** Start READING PASSAGE **
The United States will remain China’s main opponent. But other countries, in Europe and elsewhere, are also rummaging through their policy kits to evaluate their options, from tariffs and domestic subsidies to export controls.

The war will come at a cost to economic wellbeing. Prices of consumer goods will rise as countries block imports from China. Manufacturers will have to cope with pricier Chinese inputs. Chinese exporters will have a harder time finding markets to place their stuff. And exporters in the US and elsewhere may be locked out of China’s market.

The risk that looms high over all others is that China will, as it has done before, leverage its dominance in the critical commodities and products over which it has a near monopoly, cutting off supplies to retaliate against countries that block its products or seek to shake its dominance.

Trump, of course, will not manage this well. His scattershot protectionism, raising tariffs across the board with no discernible strategy, and his belligerence against countries that would be natural allies in the brewing conflict, guarantee that American trade policy will remain a hot mess until the end of his term. Hopefully, the next administration will bring strategic thinking to the fight.

It is perplexing how the global economy arrived at this spot. China accounts for about a third of the world’s manufacturing output, from only about 5% in 1995. Its share of global manufacturing exports rose from 3% to 20% over the period. It accounts for over 50% of the global exports of hundreds of manufacturing products . Even Germany, with its robust industrial pedigree, is worried that its industry may not survive the Chinese competition . China’s swelling current account surplus – officially 3.8% of its gross domestic product but up to 5% according to some analysts – has become a global threat.

Economists observe there is a peaceful path out of this conundrum. Jason Furman, who chaired the US Council of Economic Advisers under president Obama, points out that as a means to improve the welfare of the Chinese, Beijing’s approach looks like a mistake. Getting the Chinese to save less and consume more – say, by building a more generous social safety net – would improve their wellbeing and bolster China’s sluggish economy without flooding the rest of the world with stuff.

And yet, Furman also observes that Beijing may be aiming for a different objective: “maximizing your geopolitical dominance; not the economic welfare of your citizens”.
** End READING PASSAGE **
** Start ENTRIES SUPPLIED **
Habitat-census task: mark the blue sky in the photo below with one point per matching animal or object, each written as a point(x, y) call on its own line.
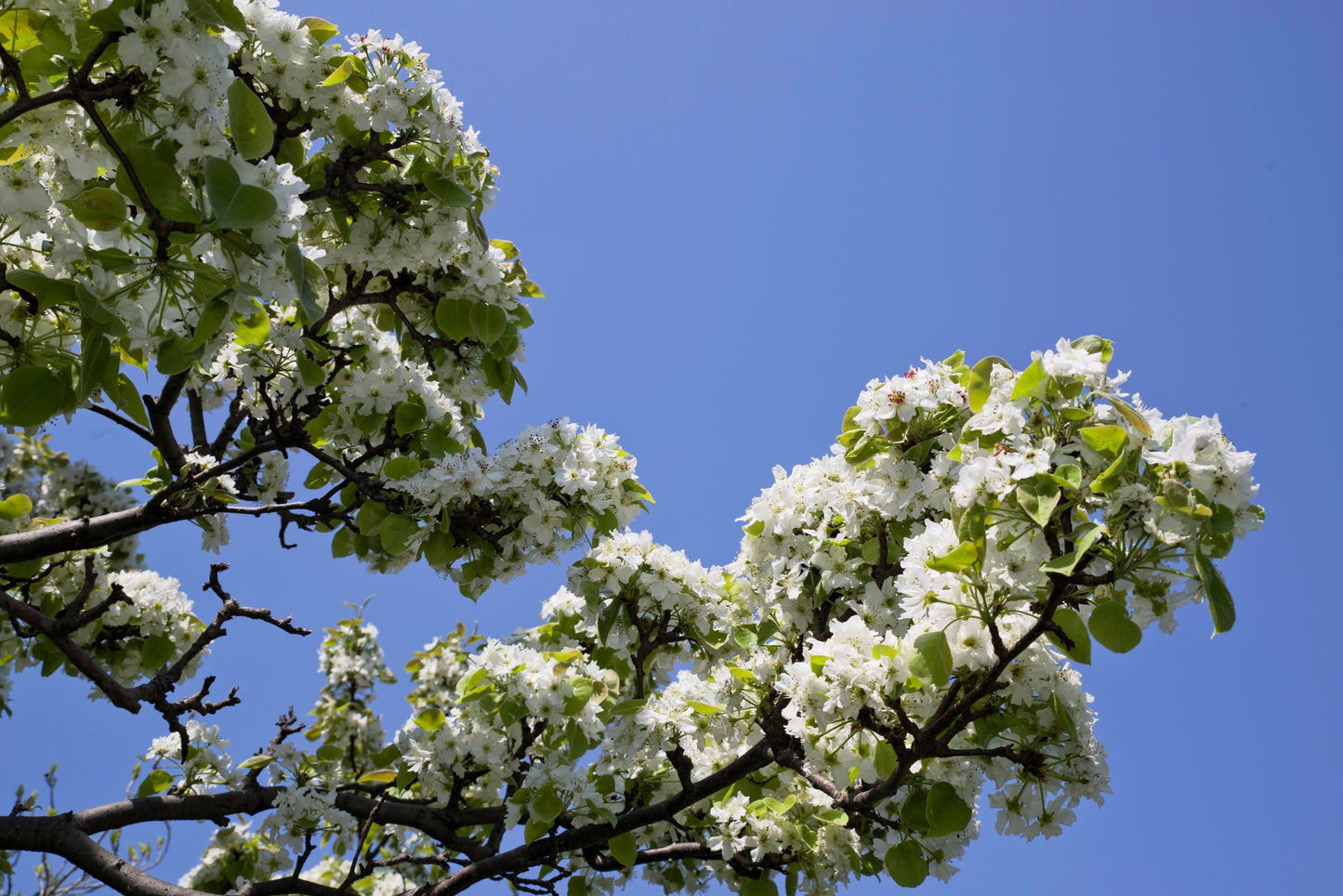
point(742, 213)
** End ENTRIES SUPPLIED **
** Start ENTRIES SUPPLIED **
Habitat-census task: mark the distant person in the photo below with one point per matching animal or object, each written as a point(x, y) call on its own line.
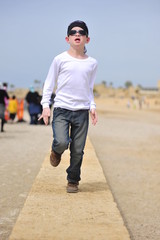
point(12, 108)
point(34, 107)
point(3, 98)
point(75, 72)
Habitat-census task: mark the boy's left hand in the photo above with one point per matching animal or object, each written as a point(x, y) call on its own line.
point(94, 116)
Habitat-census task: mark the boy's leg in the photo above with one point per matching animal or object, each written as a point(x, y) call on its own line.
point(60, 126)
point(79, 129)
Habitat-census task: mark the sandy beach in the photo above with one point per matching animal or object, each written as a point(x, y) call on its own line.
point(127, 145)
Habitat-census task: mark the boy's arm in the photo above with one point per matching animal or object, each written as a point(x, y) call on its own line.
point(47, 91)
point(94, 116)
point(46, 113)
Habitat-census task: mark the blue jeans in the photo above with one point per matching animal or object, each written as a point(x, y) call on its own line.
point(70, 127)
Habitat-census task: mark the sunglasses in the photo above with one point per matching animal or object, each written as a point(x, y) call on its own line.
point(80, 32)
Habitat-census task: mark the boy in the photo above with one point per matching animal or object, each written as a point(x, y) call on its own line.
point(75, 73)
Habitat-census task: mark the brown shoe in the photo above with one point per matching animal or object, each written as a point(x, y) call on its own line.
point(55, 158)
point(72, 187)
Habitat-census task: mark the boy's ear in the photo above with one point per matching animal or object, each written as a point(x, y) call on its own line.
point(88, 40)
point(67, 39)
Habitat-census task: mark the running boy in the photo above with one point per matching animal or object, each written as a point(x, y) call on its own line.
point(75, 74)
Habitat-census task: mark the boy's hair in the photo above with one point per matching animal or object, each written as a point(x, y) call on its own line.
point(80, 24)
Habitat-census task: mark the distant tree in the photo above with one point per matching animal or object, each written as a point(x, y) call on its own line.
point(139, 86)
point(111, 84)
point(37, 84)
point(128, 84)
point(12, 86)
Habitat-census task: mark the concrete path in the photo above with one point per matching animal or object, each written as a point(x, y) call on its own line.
** End ENTRIES SUPPLIED **
** Start ENTRIES SUPPLIED **
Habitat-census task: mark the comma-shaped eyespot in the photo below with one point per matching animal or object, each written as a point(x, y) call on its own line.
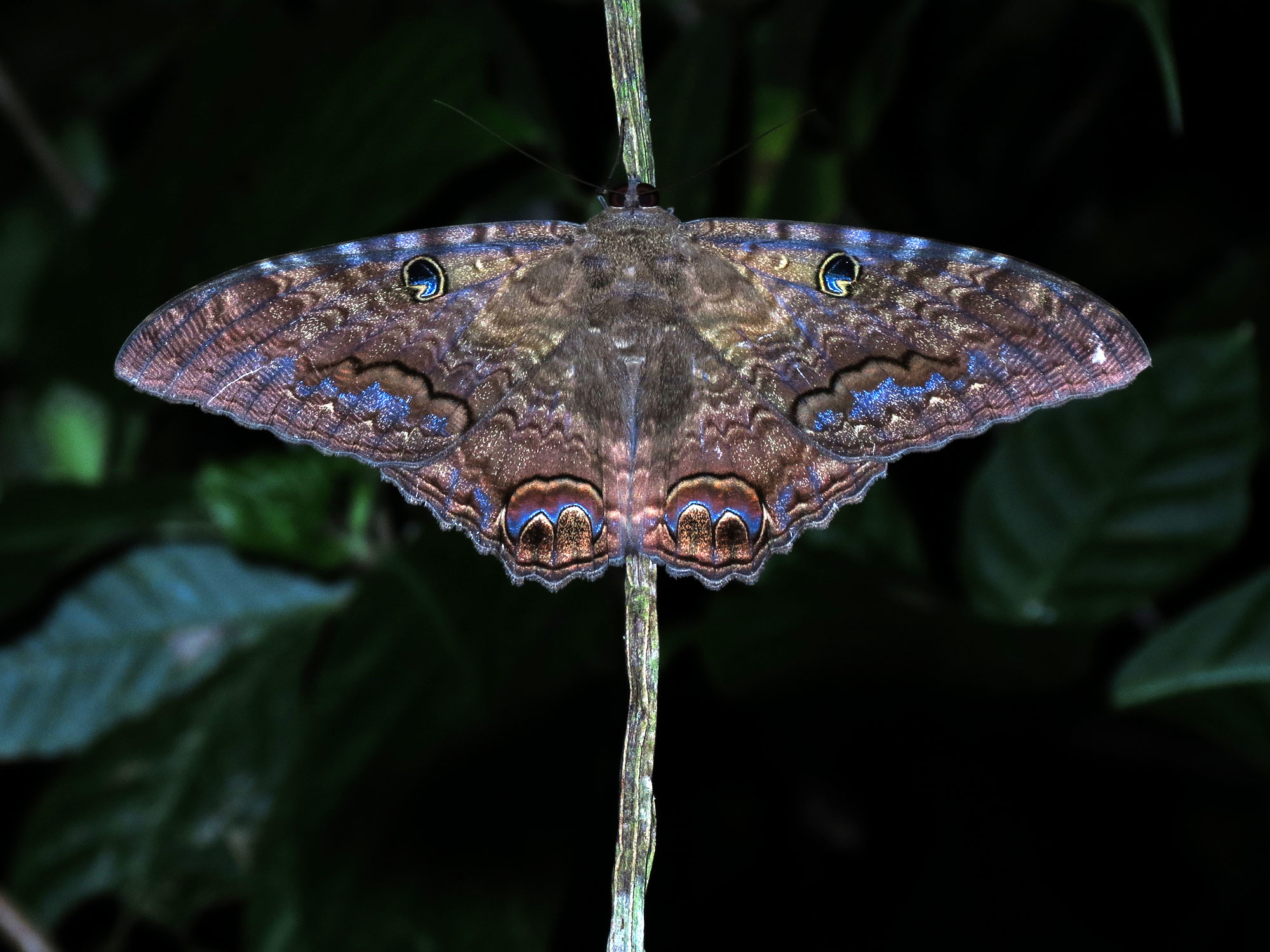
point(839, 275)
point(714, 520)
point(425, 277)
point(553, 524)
** End ENTRIES SUPPLIED **
**STATED PROBLEM**: In two sentences, summarize the passage about the trade conflict with China. The lines above come from a different source than the passage.

**CORRECT RESPONSE**: The United States and other countries are weighing tariffs, subsidies and export controls against China, though the conflict will raise consumer prices, make inputs pricier for manufacturers and risk China cutting off supplies of critical goods it nearly monopolizes. China's share of world manufacturing and exports has soared since 1995, and Jason Furman argues that getting the Chinese to save less and consume more would be a peaceful way out, while also noting that Beijing may be after geopolitical dominance rather than its citizens' welfare.